- [EXERCISE TASK]:
Echo the listing below exactly, starting from its first line and going on through the line that contains "63 155 L 62".

- [DATA TO USE]:
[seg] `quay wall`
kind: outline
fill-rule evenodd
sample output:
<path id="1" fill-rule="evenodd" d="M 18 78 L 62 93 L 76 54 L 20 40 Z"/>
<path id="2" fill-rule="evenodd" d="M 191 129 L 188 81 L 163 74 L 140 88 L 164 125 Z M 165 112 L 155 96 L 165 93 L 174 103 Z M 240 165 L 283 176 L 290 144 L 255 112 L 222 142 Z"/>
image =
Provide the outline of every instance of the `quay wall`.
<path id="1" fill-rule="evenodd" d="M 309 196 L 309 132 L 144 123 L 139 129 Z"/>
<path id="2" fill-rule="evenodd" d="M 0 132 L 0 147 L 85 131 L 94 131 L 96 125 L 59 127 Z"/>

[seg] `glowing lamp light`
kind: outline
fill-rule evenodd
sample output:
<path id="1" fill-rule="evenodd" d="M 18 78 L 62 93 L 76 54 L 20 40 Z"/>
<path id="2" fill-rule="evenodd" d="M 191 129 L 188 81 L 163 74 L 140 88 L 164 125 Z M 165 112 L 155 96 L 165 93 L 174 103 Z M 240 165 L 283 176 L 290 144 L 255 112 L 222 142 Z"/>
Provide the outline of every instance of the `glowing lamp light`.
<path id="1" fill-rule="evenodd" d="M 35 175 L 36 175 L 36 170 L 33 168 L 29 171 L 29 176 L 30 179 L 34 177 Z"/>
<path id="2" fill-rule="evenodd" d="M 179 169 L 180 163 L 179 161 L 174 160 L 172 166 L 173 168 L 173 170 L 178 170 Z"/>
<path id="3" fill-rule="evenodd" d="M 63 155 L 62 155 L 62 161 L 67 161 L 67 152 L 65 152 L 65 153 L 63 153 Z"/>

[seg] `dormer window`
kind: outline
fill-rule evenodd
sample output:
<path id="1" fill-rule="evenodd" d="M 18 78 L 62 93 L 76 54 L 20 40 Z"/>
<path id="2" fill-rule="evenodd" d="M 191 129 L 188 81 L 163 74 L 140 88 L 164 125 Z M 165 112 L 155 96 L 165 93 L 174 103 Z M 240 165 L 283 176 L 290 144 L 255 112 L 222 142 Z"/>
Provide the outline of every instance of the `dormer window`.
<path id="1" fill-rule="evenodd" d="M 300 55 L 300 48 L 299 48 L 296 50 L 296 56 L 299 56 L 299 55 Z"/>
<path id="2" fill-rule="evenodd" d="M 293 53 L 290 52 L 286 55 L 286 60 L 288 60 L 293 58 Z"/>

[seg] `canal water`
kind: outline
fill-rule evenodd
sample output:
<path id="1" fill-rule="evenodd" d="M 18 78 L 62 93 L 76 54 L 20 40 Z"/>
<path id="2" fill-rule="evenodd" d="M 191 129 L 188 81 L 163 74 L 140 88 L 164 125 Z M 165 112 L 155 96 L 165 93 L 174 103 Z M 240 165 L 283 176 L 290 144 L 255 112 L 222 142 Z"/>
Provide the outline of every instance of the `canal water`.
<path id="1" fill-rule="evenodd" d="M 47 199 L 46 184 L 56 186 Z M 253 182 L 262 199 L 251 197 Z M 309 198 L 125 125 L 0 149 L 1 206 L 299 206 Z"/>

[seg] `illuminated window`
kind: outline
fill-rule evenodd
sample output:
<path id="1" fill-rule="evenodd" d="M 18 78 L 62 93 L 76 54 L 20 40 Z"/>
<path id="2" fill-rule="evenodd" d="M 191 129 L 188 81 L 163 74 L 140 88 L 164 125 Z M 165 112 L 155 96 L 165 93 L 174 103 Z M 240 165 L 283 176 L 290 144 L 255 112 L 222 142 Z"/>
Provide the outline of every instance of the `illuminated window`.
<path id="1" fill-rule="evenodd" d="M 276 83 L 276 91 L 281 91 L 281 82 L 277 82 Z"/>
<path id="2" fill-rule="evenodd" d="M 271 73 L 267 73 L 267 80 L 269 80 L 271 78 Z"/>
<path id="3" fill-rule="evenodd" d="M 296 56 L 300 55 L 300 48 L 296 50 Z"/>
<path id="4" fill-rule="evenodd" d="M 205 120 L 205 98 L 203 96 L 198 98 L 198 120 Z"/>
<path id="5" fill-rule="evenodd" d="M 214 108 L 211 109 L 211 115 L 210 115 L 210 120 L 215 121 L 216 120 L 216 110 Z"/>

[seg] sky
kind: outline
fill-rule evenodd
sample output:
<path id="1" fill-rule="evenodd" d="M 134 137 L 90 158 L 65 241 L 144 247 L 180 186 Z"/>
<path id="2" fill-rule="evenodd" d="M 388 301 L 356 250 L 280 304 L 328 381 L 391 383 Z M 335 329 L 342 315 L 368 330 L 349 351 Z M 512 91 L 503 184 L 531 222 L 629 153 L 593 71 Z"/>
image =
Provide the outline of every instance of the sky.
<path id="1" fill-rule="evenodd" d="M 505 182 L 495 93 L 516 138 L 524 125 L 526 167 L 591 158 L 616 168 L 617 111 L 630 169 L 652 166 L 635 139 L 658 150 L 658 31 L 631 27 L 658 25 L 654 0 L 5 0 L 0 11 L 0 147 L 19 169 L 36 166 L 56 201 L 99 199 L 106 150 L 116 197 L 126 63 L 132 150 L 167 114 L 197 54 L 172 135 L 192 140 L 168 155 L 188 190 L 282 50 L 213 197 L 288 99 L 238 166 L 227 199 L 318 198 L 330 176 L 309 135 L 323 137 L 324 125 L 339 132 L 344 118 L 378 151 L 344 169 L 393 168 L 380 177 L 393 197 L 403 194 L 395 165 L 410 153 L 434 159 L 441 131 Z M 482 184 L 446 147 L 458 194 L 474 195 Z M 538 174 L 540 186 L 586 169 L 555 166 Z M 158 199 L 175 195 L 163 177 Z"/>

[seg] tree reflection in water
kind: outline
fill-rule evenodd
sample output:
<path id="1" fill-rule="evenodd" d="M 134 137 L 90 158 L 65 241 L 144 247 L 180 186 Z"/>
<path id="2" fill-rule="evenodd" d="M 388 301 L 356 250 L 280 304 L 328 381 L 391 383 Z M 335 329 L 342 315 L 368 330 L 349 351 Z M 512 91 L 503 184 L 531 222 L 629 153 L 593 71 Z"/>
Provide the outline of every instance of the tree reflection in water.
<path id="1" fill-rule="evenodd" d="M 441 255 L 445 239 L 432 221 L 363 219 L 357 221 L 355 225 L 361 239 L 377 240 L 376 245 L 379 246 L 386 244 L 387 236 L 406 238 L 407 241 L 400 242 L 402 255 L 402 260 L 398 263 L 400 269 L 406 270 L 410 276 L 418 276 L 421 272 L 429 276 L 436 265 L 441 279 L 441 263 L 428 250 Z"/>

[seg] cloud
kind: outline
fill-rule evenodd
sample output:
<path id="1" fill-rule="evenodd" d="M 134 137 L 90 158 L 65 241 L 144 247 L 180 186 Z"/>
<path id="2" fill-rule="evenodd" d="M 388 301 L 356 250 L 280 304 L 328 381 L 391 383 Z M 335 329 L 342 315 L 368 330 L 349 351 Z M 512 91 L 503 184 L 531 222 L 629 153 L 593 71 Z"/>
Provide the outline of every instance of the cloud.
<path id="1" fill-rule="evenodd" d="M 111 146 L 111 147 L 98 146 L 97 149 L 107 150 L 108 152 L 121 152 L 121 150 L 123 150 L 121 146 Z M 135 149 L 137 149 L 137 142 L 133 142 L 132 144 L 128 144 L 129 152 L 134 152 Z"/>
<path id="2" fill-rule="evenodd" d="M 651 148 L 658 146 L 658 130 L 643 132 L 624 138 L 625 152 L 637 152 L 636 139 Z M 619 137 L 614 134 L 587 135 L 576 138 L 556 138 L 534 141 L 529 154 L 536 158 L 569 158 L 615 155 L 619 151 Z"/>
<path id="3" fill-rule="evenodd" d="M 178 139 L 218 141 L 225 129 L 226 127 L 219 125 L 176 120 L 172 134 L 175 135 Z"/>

- [RESPONSE]:
[seg] `quay wall`
kind: outline
fill-rule evenodd
sample output:
<path id="1" fill-rule="evenodd" d="M 18 78 L 62 93 L 76 54 L 20 40 Z"/>
<path id="2" fill-rule="evenodd" d="M 191 129 L 188 81 L 163 74 L 140 88 L 164 125 Z M 165 112 L 155 96 L 165 93 L 174 103 Z M 240 165 L 283 176 L 290 144 L 255 112 L 222 142 Z"/>
image =
Provide the outline of every instance of the `quay wall`.
<path id="1" fill-rule="evenodd" d="M 309 196 L 309 132 L 144 123 L 139 129 Z"/>
<path id="2" fill-rule="evenodd" d="M 0 132 L 0 147 L 85 131 L 94 131 L 96 125 L 59 127 Z"/>

[seg] `glowing lamp light`
kind: outline
fill-rule evenodd
sample output:
<path id="1" fill-rule="evenodd" d="M 18 78 L 62 93 L 76 54 L 20 40 Z"/>
<path id="2" fill-rule="evenodd" d="M 191 129 L 188 81 L 163 74 L 140 88 L 164 125 Z M 165 112 L 155 96 L 165 93 L 174 103 Z M 240 165 L 283 176 L 290 144 L 255 112 L 222 142 Z"/>
Provide the outline of every instance of the `glowing lamp light`.
<path id="1" fill-rule="evenodd" d="M 35 175 L 36 175 L 36 170 L 33 168 L 29 171 L 29 176 L 30 179 L 34 177 Z"/>
<path id="2" fill-rule="evenodd" d="M 179 169 L 180 163 L 179 161 L 174 160 L 172 166 L 173 168 L 173 170 L 178 170 Z"/>
<path id="3" fill-rule="evenodd" d="M 63 155 L 62 155 L 62 161 L 67 161 L 67 152 L 65 152 L 65 153 L 63 153 Z"/>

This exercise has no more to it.